Reproduisons les formules que Marcus Græcus donne pour le feu grégeois et pour la fusée. — « Voici comment vous préparez le feu grec. Prenez soufre vif, tartre, sarcocolle (résine) et poix, sel cuit, huile de pétrole et huile commune, faites bien bouillir toutes ces choses ensemble, puis trempez-y des étoupes et allumez. Vous pouvez, si vous voulez, couler le mélange par un entonnoir. Une fois enflammé, on ne peut l’éteindre qu’avec de l’urine, du vinaigre ou du sable. » — Dans cette formule, le salpêtre n’est pas nommé ; mais le mot sel cuit (sal coctum) le désigne probablement.

• Consignes:
• 1. Recopiez fidèlement le passage sur le feu grégeois, en commençant à « Reproduisons les formules » et en terminant à « le désigne probablement. ».
• 2. Reprenez le texte sur le feu grégeois et rédigez la suite qui vient après sa dernière phrase.

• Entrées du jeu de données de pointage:
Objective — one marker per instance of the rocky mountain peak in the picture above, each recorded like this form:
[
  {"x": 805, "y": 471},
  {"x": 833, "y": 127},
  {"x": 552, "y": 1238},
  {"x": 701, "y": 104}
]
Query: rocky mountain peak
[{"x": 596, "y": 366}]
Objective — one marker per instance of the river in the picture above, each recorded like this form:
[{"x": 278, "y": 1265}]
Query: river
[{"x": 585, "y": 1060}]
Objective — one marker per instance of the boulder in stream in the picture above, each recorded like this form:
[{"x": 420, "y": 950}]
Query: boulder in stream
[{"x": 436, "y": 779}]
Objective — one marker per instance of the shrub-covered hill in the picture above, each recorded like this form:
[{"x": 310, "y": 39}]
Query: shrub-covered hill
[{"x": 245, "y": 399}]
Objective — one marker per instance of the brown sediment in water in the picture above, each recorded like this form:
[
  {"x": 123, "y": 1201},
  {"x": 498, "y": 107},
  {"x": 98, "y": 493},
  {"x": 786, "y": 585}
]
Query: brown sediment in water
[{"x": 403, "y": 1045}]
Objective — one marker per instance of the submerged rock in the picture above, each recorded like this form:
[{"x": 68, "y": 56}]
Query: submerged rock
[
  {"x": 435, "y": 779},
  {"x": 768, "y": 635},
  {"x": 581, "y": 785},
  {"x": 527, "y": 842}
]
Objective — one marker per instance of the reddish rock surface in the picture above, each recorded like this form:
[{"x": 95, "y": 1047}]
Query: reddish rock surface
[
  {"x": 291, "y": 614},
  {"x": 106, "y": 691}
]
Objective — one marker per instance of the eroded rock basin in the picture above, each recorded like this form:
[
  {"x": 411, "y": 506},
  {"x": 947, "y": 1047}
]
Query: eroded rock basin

• Réponses corrigées:
• 1.
Reproduisons les formules que Marcus Græcus donne pour le feu grégeois et pour la fusée. — « Voici comment vous préparez le feu grec. Prenez soufre vif, tartre, sarcocolle (résine) et poix, sel cuit, huile de pétrole et huile commune, faites bien bouillir toutes ces choses ensemble, puis trempez-y des étoupes et allumez. Vous pouvez, si vous voulez, couler le mélange par un entonnoir. Une fois enflammé, on ne peut l’éteindre qu’avec de l’urine, du vinaigre ou du sable. » — Dans cette formule, le salpêtre n’est pas nommé ; mais le mot sel cuit (sal coctum) le désigne probablement.

• 2.
Le salpêtre apparaît au contraire d’une façon incontestable dans la composition des fusées ou feux volans : — « Le feu volant, dit Marcus Græcus, a deux compositions. Voici la première : prenez une partie de colophane, une partie de soufre vif, six parties de salpêtre, délayez le tout, bien pulvérisé, dans de l’huile de lin ou de laurier : cette dernière vaut mieux. Faites fondre dans l’huile, puis placez dans un tube, ou dans un bois creux, et allumez. Le tube s’envole aussitôt là où vous voulez et brûle tout. — Second procédé : prenez 1 livre de soufre vif, 2 de charbon de tilleul ou de saule, 6 de salpêtre ; broyez ces trois choses très finement dans un mortier de marbre. Mettez cette poudre dans une enveloppe de fusée ou de pétard à votre volonté. » Cette dernière formule représente une variété de poudre à canon.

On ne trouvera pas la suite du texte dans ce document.